Reading passage:

↓↓↓

Legal Advisor

Transgender Docket:
Legal Gender Changes

By Carolyn Woodward
Got a legal question? Having some problems with the law? TG Attorney Carolyn Woodward will try and answer your questions. Contact her by messaging publisher Cindy Martin and we'll make sure she gets your question.



The question posed to me for this month comes from outside our community. This is delightful for two reasons. It shows that TG Forum is not just "preaching to the choir," but reaching others, and it provides an opportunity to provide some much needed educational information to the "outside world."

Here it is:

"Hi there...
I was surfing the net and came across your site. At the risk of offending, which I don't mean to do, I have a question. Once a sex change operation is complete, is that person considered legally to be of the new gender? Can that person then legally marry what would have been before the operation the same sex partner?

As I said, I don't want to offend anyone, but your site prompted discussion and I started to think and wondered.
Thanks for your help."

Thank you for your interest, and don't worry because you won't offend anyone with a legitimate question. The brief answer is yes, at least in the United States. Some countries, including England the last I heard, will not recognize the new status following SRS (Sex Reassignment Surgery). In this country, however, it has become the rule that a person who has had SRS will be recognized to be of the sex intended by the surgery. Further, in most states that I know of, the person can have their birth certificate changed by court order, with an affidavit or declaration of surgery having been performed. Because of this recognition and change of status a person who was, for example, born physically male, can marry a man after the surgery.

On an interesting note, persons who are diagnosed as gender dysphoric (having a gender, which is a mental state, differing from their sex, which is the physical) can be recognized as being of their true gender even without surgery for some purposes. For example, a California Driver's License with the proper gender can be obtained with a doctor's certificate even though there has been no surgery (ie, a biological male can have a DL saying Female, even without surgery).

These are good signs that some parts of the world are starting to recognize that sex and gender are not the same and don't always match. Further, gender is not a matter of absolute polarity - all male or all female. There is a lot of turf in the middle, and most people would be surprised to find they are not firmly tied to one end, but wander toward the middle, or even over to the other side. Those of us who consider ourselves transgendered to various degrees have recognized this. We are trying here, and in many other venues, to help the rest of society come to this realization.

Thanks again for your interest, and feel free to ask questions at any time.

↑↑↑

Task objective:
Translate this sentence from the legal advice column into Spanish: "Further, gender is not a matter of absolute polarity - all male or all female."

Data excerpts:

↓↓↓

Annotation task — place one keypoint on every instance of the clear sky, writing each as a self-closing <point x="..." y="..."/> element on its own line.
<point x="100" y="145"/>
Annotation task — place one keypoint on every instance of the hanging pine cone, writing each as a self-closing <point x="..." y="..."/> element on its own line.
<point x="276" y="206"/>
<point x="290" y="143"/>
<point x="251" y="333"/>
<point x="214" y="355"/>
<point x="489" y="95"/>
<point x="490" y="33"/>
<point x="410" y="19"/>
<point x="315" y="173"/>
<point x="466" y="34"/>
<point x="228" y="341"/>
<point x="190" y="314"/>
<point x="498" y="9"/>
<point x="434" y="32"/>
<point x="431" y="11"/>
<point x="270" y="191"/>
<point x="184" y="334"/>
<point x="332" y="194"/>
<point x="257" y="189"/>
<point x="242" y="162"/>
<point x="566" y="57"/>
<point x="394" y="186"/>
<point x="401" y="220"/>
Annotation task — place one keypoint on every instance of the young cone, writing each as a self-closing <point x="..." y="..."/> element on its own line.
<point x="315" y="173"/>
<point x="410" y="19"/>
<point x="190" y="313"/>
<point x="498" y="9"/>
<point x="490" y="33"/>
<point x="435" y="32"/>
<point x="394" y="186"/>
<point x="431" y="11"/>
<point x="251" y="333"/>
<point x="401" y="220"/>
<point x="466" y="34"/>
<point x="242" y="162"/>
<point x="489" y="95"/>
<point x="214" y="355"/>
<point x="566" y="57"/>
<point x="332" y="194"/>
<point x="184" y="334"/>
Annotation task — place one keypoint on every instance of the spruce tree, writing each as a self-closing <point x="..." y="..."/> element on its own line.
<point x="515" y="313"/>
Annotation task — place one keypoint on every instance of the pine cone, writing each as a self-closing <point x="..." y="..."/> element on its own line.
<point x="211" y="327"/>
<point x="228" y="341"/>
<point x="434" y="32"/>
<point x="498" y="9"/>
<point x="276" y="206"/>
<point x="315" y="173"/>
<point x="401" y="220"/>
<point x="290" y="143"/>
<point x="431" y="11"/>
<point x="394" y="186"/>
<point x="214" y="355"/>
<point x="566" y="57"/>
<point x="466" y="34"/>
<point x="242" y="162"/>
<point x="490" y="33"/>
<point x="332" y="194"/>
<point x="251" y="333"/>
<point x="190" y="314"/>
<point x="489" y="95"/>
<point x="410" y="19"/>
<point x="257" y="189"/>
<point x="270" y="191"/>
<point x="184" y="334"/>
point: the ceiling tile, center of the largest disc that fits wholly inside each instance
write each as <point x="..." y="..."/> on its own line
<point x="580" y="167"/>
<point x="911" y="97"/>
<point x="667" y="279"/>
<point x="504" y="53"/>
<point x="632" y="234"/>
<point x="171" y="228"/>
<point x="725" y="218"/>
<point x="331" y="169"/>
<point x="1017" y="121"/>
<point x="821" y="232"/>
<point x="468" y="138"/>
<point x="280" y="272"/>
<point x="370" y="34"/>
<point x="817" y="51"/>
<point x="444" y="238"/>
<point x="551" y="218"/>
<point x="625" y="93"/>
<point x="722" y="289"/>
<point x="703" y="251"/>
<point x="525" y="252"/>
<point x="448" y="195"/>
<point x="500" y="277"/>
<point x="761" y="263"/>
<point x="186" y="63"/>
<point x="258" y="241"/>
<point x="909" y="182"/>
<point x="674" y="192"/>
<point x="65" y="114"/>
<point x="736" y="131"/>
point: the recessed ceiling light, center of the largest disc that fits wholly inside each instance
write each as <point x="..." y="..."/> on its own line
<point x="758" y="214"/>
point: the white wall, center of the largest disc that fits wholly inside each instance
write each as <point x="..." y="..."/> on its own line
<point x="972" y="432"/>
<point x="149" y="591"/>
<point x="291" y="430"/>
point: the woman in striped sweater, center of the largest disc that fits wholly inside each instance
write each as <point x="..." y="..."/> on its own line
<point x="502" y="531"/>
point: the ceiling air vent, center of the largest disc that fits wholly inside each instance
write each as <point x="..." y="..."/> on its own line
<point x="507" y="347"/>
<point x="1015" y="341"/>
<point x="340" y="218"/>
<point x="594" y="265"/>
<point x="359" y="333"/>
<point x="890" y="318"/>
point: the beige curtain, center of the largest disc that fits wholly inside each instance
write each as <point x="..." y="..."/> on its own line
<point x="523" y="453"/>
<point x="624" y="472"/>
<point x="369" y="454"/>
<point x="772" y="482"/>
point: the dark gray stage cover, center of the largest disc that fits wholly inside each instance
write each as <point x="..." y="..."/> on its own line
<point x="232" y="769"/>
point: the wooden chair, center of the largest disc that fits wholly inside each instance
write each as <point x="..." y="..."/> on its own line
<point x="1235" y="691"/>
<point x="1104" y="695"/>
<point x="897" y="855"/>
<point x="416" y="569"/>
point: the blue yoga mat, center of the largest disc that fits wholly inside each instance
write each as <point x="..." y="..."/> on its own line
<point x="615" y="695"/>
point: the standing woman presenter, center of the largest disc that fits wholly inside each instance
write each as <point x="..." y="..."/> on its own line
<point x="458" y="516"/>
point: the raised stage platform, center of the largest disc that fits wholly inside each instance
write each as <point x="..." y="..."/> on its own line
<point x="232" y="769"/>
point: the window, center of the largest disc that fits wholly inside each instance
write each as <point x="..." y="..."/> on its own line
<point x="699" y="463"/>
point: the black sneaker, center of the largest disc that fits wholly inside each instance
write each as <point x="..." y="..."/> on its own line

↑↑↑

Solution for this exercise:
Además, el género no es una cuestión de polaridad absoluta: totalmente masculino o totalmente femenino.